- _Your goal_:
Pictures do not belong in your copy. Repeat all the other data exactly.

- _Supplied information_:
(begin)

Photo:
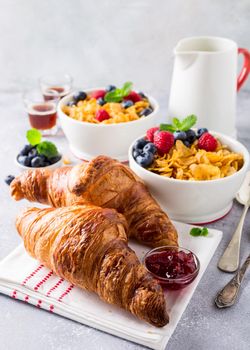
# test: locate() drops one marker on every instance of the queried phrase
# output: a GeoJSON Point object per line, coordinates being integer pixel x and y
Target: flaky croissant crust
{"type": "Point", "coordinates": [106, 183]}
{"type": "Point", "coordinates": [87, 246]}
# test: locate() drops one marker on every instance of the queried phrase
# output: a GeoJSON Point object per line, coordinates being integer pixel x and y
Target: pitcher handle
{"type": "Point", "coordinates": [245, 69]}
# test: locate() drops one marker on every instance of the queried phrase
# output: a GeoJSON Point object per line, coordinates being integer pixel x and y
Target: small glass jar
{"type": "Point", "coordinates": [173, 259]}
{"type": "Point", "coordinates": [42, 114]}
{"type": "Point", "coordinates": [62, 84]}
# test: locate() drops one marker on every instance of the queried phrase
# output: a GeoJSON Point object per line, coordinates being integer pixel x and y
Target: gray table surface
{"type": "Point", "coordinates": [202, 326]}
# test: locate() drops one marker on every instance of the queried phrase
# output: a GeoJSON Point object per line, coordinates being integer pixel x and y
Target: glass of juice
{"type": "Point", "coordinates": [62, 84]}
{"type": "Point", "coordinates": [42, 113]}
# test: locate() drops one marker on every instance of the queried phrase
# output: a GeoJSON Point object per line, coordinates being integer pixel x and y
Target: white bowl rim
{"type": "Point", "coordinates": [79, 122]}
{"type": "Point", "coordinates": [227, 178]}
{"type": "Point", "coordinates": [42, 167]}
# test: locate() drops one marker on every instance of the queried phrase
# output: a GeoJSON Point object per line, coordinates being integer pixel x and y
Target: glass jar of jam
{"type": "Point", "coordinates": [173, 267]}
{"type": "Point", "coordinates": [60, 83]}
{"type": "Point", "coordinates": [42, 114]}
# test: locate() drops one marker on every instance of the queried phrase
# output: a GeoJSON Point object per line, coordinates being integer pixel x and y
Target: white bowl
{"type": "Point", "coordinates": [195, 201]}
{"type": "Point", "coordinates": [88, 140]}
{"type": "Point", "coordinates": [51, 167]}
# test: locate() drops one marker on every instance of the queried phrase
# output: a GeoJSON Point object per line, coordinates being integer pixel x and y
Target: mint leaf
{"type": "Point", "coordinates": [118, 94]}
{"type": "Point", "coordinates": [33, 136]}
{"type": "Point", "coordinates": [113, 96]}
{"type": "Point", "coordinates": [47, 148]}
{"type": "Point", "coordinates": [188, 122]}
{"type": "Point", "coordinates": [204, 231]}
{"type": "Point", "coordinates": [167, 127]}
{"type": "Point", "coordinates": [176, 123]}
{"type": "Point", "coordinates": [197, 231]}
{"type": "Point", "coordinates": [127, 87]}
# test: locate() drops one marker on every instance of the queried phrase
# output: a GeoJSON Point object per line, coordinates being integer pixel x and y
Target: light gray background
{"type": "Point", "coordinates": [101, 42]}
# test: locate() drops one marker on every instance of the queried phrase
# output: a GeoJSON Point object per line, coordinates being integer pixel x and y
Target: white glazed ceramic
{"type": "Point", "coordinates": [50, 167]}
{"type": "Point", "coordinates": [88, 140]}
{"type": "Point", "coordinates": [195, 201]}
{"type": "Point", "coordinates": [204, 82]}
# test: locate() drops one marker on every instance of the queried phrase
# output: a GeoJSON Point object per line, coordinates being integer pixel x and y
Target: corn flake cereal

(end)

- _Task response_:
Photo:
# test: locate() drops one marker on every instance of the queried phrase
# output: a GeoJSON Point object per line, coordinates being integer pixel x and y
Target: flaky croissant crust
{"type": "Point", "coordinates": [106, 183]}
{"type": "Point", "coordinates": [87, 246]}
# test: locate() drops one marker on every instance of the queried phrase
# output: a GeoJSON Point object per line, coordinates being integer pixel x and y
Target: pitcher handle
{"type": "Point", "coordinates": [245, 69]}
# test: locate() drops one marker on every instance of the queried phrase
# output: a GeoJSON Point object per line, coordinates being integer pixel x and y
Target: small glass jar
{"type": "Point", "coordinates": [173, 259]}
{"type": "Point", "coordinates": [42, 114]}
{"type": "Point", "coordinates": [62, 84]}
# test: locate() drops one marker on every instance of the queried phrase
# output: a GeoJSON Point object per line, coordinates being integer pixel x and y
Target: gray table surface
{"type": "Point", "coordinates": [202, 326]}
# test: locate() drops one marker on every instance of the queried phrase
# output: a GeoJSON Point object per line, coordinates being integer pixel x and y
Target: glass of juice
{"type": "Point", "coordinates": [62, 84]}
{"type": "Point", "coordinates": [42, 113]}
# test: locate() drops one marker on every instance of the queried phrase
# output: a GeoJSON Point object per line, coordinates being integer pixel x and y
Target: white bowl rim
{"type": "Point", "coordinates": [79, 122]}
{"type": "Point", "coordinates": [227, 178]}
{"type": "Point", "coordinates": [42, 167]}
# test: locate() drops one marker on every instance of the queried phrase
# output: a GeoJSON Point object per line, coordinates being integer pixel x and y
Target: glass jar of jam
{"type": "Point", "coordinates": [173, 267]}
{"type": "Point", "coordinates": [60, 83]}
{"type": "Point", "coordinates": [42, 114]}
# test: locate() drops one marker on every instance of the queried phrase
# output: a GeoJSON Point object per line, coordinates being integer pixel x and y
Target: white bowl
{"type": "Point", "coordinates": [195, 201]}
{"type": "Point", "coordinates": [88, 140]}
{"type": "Point", "coordinates": [51, 167]}
# test: locate() drops one marker on every instance of the queried phrase
# output: a GeoJSON Point object per line, coordinates being integer pixel x and y
Target: mint leaf
{"type": "Point", "coordinates": [118, 94]}
{"type": "Point", "coordinates": [33, 136]}
{"type": "Point", "coordinates": [113, 96]}
{"type": "Point", "coordinates": [47, 148]}
{"type": "Point", "coordinates": [188, 122]}
{"type": "Point", "coordinates": [204, 231]}
{"type": "Point", "coordinates": [167, 127]}
{"type": "Point", "coordinates": [176, 123]}
{"type": "Point", "coordinates": [197, 231]}
{"type": "Point", "coordinates": [127, 87]}
# test: locate() drops one marker on every instance of the queried phrase
# output: a GeoJSON Point object per line, coordinates being integer pixel x and y
Target: light gray background
{"type": "Point", "coordinates": [101, 42]}
# test: locate() drops one marker on every instance of the queried phrase
# output: a GeoJSON Point object per line, coordinates being integer pixel x and y
Target: white glazed ceramic
{"type": "Point", "coordinates": [50, 167]}
{"type": "Point", "coordinates": [88, 140]}
{"type": "Point", "coordinates": [195, 201]}
{"type": "Point", "coordinates": [204, 82]}
# test: locate() drops one marker on every instance of the queried phrase
# output: a GeoJSON Point object per line, coordinates being integer pixel x and y
Target: corn flake cereal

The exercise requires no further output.